(Position identification records)

════════════════════

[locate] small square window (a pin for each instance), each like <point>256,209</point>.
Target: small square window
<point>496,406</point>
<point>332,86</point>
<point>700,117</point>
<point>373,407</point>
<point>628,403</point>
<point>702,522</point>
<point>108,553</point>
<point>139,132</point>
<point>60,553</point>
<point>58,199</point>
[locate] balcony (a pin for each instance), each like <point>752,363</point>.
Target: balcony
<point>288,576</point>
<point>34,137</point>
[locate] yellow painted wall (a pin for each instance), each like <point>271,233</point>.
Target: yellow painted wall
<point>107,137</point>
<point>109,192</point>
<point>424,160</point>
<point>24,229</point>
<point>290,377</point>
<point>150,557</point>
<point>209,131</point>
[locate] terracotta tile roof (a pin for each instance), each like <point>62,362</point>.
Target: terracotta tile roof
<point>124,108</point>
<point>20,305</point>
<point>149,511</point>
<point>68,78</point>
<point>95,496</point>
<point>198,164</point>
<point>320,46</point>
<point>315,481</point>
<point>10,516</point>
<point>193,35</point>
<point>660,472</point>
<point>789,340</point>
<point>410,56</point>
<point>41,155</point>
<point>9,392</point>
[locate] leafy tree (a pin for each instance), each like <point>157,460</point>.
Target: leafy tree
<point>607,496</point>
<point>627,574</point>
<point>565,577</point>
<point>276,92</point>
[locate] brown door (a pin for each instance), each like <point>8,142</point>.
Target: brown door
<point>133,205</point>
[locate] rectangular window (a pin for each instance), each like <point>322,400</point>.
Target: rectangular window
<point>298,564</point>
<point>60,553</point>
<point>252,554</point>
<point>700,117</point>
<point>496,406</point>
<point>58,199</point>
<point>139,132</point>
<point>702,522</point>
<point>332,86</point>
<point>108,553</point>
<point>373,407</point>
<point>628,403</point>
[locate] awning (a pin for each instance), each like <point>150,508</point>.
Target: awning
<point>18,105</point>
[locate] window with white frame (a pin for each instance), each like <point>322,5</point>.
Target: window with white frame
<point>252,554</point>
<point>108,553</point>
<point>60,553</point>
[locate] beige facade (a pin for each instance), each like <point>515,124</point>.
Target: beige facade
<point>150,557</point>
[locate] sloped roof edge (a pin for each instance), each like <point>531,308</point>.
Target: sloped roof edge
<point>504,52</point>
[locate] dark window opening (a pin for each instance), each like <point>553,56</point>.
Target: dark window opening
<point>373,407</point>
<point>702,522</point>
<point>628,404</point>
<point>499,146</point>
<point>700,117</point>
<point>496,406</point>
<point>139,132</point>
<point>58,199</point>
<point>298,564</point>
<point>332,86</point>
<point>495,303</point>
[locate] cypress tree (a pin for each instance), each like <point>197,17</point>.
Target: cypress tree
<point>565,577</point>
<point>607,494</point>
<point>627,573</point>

════════════════════

■ **Required task**
Starting at the line that contains "[locate] awning (a" and ending with the final line above, recast those lines as a JSON list of strings, one string per line, with blank lines left out.

■ **Exercise answer**
[
  "[locate] awning (a pin for each instance), each like <point>150,508</point>.",
  "Target: awning",
  "<point>18,105</point>",
  "[locate] window with white frame (a pin for each instance), each like <point>322,5</point>.",
  "Target: window with white frame",
  "<point>252,554</point>",
  "<point>108,553</point>",
  "<point>60,553</point>",
  "[locate] beige facade (a pin for each instance), each like <point>515,124</point>.",
  "Target: beige facade",
  "<point>150,557</point>",
  "[locate] sloped roof edge (a pin for each instance), each like <point>531,308</point>.",
  "Target: sloped roof edge",
  "<point>504,52</point>",
  "[locate] dark window opening (a pin for each instance), each like <point>553,56</point>.",
  "Target: dark window opening",
  "<point>373,407</point>",
  "<point>702,522</point>",
  "<point>628,404</point>",
  "<point>499,146</point>",
  "<point>700,117</point>",
  "<point>496,406</point>",
  "<point>139,132</point>",
  "<point>58,199</point>",
  "<point>298,564</point>",
  "<point>332,86</point>",
  "<point>495,303</point>",
  "[locate] cypress tree (a pin for each instance), each like <point>197,17</point>.",
  "Target: cypress tree",
  "<point>565,577</point>",
  "<point>607,494</point>",
  "<point>627,573</point>"
]